* _PROBLEM DETAILS_:
In the entries below, count every line that has the string "table", and answer with that count alone.
___ EXERCISE DATA ___
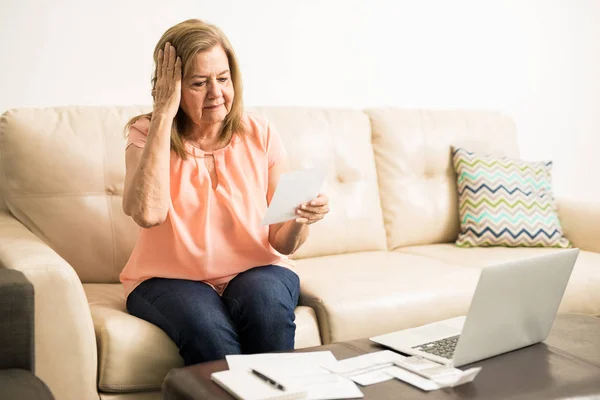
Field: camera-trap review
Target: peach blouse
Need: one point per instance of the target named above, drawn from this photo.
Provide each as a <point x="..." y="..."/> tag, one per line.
<point x="211" y="235"/>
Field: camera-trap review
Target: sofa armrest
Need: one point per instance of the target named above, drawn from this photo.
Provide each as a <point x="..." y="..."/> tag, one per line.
<point x="581" y="223"/>
<point x="65" y="344"/>
<point x="16" y="321"/>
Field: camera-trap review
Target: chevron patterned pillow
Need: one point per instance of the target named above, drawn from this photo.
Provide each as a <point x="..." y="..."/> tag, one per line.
<point x="505" y="202"/>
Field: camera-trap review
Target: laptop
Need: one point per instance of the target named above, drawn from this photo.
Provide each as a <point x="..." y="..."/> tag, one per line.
<point x="514" y="305"/>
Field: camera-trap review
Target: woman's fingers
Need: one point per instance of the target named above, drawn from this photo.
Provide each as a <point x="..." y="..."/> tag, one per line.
<point x="159" y="64"/>
<point x="310" y="217"/>
<point x="177" y="73"/>
<point x="167" y="53"/>
<point x="324" y="209"/>
<point x="171" y="64"/>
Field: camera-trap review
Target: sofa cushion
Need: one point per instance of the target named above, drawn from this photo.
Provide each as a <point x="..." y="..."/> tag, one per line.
<point x="583" y="291"/>
<point x="370" y="293"/>
<point x="87" y="145"/>
<point x="414" y="167"/>
<point x="506" y="202"/>
<point x="340" y="140"/>
<point x="135" y="355"/>
<point x="84" y="211"/>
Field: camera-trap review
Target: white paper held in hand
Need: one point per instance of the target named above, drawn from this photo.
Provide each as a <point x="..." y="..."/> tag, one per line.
<point x="293" y="189"/>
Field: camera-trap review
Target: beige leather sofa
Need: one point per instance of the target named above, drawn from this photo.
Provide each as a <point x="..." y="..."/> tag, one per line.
<point x="382" y="260"/>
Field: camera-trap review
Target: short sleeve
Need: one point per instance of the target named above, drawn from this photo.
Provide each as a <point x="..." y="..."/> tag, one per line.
<point x="275" y="149"/>
<point x="138" y="132"/>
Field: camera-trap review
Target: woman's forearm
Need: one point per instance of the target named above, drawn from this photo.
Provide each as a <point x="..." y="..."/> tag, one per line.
<point x="290" y="237"/>
<point x="147" y="197"/>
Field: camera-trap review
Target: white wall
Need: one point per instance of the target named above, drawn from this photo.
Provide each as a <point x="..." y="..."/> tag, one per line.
<point x="536" y="60"/>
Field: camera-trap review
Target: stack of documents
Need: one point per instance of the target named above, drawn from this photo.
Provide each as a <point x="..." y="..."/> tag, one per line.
<point x="319" y="376"/>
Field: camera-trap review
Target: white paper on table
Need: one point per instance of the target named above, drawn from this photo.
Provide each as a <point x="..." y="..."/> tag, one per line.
<point x="293" y="189"/>
<point x="319" y="383"/>
<point x="308" y="358"/>
<point x="366" y="369"/>
<point x="413" y="379"/>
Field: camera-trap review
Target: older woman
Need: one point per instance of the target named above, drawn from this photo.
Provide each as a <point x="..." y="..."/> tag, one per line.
<point x="200" y="174"/>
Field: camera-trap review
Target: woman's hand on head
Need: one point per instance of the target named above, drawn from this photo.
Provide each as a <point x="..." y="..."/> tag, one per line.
<point x="167" y="89"/>
<point x="313" y="211"/>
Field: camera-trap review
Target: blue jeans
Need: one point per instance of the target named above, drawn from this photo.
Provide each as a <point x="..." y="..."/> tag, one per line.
<point x="255" y="314"/>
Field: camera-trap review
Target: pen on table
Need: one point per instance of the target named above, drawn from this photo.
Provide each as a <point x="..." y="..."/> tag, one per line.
<point x="267" y="379"/>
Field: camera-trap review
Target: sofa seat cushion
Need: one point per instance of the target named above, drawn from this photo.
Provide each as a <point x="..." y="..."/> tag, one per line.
<point x="583" y="291"/>
<point x="369" y="293"/>
<point x="135" y="355"/>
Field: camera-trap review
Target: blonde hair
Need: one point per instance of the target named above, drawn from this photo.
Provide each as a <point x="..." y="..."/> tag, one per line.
<point x="190" y="37"/>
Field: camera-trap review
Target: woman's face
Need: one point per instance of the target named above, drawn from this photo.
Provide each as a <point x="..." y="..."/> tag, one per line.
<point x="206" y="89"/>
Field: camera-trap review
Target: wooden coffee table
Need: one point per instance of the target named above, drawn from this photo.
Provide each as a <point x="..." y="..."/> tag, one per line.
<point x="567" y="364"/>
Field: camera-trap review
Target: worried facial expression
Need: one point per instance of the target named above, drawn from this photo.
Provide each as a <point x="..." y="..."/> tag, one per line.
<point x="206" y="89"/>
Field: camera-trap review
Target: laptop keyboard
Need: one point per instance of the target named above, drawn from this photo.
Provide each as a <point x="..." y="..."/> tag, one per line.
<point x="442" y="348"/>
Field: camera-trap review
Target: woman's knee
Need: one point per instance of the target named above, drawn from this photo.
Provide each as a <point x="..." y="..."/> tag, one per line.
<point x="268" y="295"/>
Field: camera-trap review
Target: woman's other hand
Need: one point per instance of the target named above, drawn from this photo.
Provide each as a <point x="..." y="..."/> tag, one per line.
<point x="167" y="89"/>
<point x="313" y="211"/>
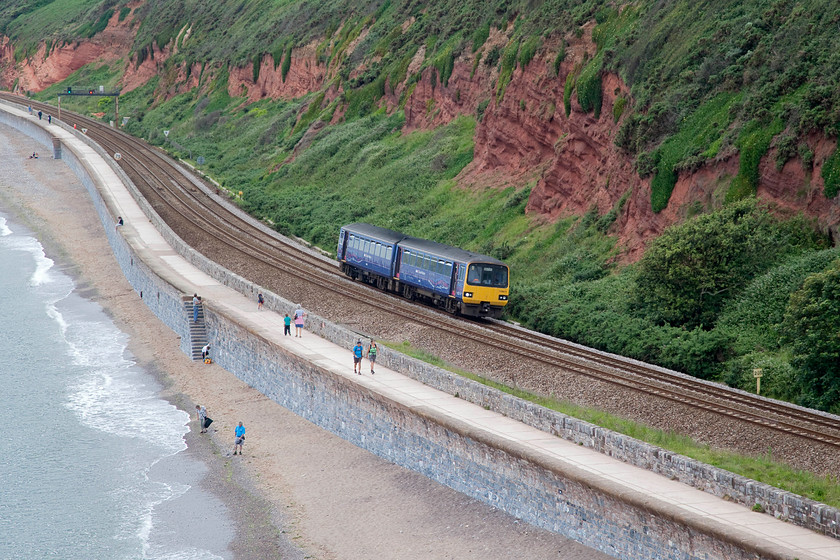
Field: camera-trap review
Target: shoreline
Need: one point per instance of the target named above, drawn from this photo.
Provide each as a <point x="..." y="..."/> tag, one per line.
<point x="298" y="491"/>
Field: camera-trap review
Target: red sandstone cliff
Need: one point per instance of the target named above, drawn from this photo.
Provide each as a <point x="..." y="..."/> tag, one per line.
<point x="524" y="138"/>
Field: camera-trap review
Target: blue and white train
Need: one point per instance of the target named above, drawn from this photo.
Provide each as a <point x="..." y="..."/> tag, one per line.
<point x="461" y="282"/>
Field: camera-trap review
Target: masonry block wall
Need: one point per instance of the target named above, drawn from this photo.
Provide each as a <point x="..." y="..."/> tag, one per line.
<point x="523" y="486"/>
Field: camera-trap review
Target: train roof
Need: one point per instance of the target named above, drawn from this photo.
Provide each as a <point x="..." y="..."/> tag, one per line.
<point x="376" y="232"/>
<point x="432" y="247"/>
<point x="446" y="251"/>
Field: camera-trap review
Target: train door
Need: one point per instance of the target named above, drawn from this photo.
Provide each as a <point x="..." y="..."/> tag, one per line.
<point x="461" y="274"/>
<point x="397" y="262"/>
<point x="342" y="244"/>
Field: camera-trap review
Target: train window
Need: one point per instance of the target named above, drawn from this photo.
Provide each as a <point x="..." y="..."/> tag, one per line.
<point x="492" y="275"/>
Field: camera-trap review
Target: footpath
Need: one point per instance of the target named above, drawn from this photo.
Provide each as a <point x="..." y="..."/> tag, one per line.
<point x="617" y="508"/>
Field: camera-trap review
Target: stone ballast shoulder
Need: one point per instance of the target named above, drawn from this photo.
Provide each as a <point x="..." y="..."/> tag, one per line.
<point x="165" y="301"/>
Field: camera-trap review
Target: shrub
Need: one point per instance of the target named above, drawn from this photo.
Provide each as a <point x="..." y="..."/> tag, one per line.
<point x="811" y="324"/>
<point x="590" y="92"/>
<point x="689" y="272"/>
<point x="493" y="56"/>
<point x="618" y="108"/>
<point x="528" y="51"/>
<point x="558" y="60"/>
<point x="831" y="173"/>
<point x="571" y="80"/>
<point x="479" y="111"/>
<point x="287" y="63"/>
<point x="754" y="142"/>
<point x="480" y="36"/>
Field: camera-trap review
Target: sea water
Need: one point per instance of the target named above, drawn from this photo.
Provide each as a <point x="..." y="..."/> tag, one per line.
<point x="91" y="459"/>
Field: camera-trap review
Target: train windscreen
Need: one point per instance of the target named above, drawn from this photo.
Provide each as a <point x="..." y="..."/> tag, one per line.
<point x="492" y="275"/>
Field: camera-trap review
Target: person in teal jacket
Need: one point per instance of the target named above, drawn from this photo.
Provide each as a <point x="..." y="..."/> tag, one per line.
<point x="358" y="350"/>
<point x="240" y="438"/>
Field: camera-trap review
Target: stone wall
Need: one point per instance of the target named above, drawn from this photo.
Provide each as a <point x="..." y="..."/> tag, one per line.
<point x="497" y="472"/>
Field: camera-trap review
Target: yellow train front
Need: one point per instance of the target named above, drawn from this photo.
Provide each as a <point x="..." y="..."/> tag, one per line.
<point x="484" y="292"/>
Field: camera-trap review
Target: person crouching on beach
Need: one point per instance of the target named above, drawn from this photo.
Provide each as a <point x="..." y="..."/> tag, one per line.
<point x="201" y="413"/>
<point x="240" y="438"/>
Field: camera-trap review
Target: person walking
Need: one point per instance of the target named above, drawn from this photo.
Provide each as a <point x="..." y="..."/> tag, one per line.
<point x="372" y="350"/>
<point x="201" y="413"/>
<point x="299" y="315"/>
<point x="239" y="441"/>
<point x="358" y="350"/>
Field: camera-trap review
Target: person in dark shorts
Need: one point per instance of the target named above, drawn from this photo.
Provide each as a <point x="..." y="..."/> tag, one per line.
<point x="372" y="350"/>
<point x="239" y="434"/>
<point x="358" y="350"/>
<point x="201" y="413"/>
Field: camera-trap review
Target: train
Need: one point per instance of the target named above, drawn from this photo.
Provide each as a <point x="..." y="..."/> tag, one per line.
<point x="458" y="281"/>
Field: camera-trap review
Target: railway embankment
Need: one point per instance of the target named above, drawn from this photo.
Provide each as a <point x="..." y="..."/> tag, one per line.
<point x="498" y="471"/>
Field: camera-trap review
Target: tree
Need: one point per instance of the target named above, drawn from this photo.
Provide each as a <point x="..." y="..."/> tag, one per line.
<point x="812" y="326"/>
<point x="689" y="272"/>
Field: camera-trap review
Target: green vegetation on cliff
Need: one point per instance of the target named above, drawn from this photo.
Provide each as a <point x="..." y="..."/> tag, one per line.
<point x="705" y="82"/>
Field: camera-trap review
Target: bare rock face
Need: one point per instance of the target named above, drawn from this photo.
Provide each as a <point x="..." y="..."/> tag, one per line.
<point x="523" y="136"/>
<point x="46" y="68"/>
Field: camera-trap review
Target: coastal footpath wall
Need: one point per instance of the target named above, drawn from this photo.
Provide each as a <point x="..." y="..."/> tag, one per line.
<point x="612" y="520"/>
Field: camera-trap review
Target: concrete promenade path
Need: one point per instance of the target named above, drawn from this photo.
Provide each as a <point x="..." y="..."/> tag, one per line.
<point x="692" y="505"/>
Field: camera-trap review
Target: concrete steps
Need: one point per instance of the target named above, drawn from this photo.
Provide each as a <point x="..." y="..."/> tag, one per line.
<point x="198" y="330"/>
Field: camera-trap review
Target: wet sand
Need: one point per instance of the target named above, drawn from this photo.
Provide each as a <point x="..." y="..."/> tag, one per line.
<point x="298" y="491"/>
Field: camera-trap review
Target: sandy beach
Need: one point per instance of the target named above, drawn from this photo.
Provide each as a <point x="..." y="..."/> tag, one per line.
<point x="297" y="491"/>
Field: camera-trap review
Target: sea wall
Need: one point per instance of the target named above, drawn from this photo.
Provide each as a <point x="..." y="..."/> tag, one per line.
<point x="610" y="519"/>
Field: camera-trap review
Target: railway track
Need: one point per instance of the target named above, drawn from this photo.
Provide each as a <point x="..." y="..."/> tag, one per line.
<point x="201" y="217"/>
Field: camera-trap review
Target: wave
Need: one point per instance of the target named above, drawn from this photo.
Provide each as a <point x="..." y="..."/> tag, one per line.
<point x="110" y="393"/>
<point x="4" y="229"/>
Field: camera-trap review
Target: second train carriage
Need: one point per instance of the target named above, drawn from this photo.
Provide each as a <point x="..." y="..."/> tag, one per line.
<point x="460" y="281"/>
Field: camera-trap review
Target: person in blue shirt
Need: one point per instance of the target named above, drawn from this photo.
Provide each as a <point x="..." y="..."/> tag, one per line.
<point x="358" y="350"/>
<point x="240" y="438"/>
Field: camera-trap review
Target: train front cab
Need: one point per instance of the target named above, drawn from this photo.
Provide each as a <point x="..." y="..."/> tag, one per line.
<point x="485" y="289"/>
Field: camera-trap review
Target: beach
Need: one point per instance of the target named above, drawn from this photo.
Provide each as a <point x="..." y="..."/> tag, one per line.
<point x="297" y="491"/>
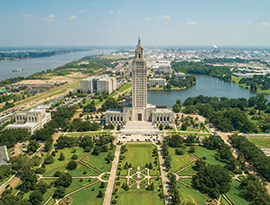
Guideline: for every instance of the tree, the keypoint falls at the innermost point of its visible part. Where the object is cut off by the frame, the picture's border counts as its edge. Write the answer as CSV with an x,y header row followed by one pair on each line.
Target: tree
x,y
32,146
62,157
72,165
36,197
59,192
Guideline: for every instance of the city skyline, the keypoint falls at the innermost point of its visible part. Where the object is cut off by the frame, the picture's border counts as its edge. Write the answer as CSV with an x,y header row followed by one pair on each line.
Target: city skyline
x,y
118,23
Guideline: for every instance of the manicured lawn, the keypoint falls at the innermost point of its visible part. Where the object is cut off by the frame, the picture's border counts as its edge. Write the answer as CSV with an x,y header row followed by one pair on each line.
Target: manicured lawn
x,y
87,196
76,184
232,194
178,161
139,155
67,153
99,162
209,154
80,169
124,87
188,171
138,197
191,195
260,142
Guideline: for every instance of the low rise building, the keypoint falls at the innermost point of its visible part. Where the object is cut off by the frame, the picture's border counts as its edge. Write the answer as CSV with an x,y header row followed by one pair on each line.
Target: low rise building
x,y
157,82
31,120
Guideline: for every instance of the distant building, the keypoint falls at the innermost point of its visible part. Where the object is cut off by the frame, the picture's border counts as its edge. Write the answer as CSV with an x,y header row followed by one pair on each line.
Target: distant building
x,y
101,84
165,69
31,120
157,82
179,75
4,158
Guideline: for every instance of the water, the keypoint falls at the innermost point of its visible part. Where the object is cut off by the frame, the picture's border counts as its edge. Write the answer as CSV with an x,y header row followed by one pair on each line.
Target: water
x,y
35,65
205,85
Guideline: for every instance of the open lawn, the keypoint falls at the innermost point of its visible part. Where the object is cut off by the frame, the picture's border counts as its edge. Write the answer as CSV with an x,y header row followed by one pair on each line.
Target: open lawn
x,y
88,196
191,195
99,162
67,153
209,154
260,142
178,161
76,184
189,171
139,155
232,194
80,169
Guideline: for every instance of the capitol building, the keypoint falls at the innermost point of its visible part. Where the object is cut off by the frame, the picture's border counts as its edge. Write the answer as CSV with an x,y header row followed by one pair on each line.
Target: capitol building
x,y
139,110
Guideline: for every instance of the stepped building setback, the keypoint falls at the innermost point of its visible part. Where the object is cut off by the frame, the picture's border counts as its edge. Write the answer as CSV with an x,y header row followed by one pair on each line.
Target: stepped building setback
x,y
139,110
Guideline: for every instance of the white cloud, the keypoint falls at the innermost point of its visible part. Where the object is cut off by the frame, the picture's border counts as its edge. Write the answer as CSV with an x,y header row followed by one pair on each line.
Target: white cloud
x,y
49,18
189,22
118,12
265,23
72,17
165,17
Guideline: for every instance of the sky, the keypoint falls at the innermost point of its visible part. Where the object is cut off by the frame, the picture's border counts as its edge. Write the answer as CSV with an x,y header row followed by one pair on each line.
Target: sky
x,y
121,22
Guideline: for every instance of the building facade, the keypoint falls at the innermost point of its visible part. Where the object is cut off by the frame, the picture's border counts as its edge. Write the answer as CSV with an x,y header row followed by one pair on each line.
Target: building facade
x,y
157,82
100,83
139,110
31,120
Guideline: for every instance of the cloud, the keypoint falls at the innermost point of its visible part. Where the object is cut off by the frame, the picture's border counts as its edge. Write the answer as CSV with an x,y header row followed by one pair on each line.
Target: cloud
___
* _TASK ANSWER_:
3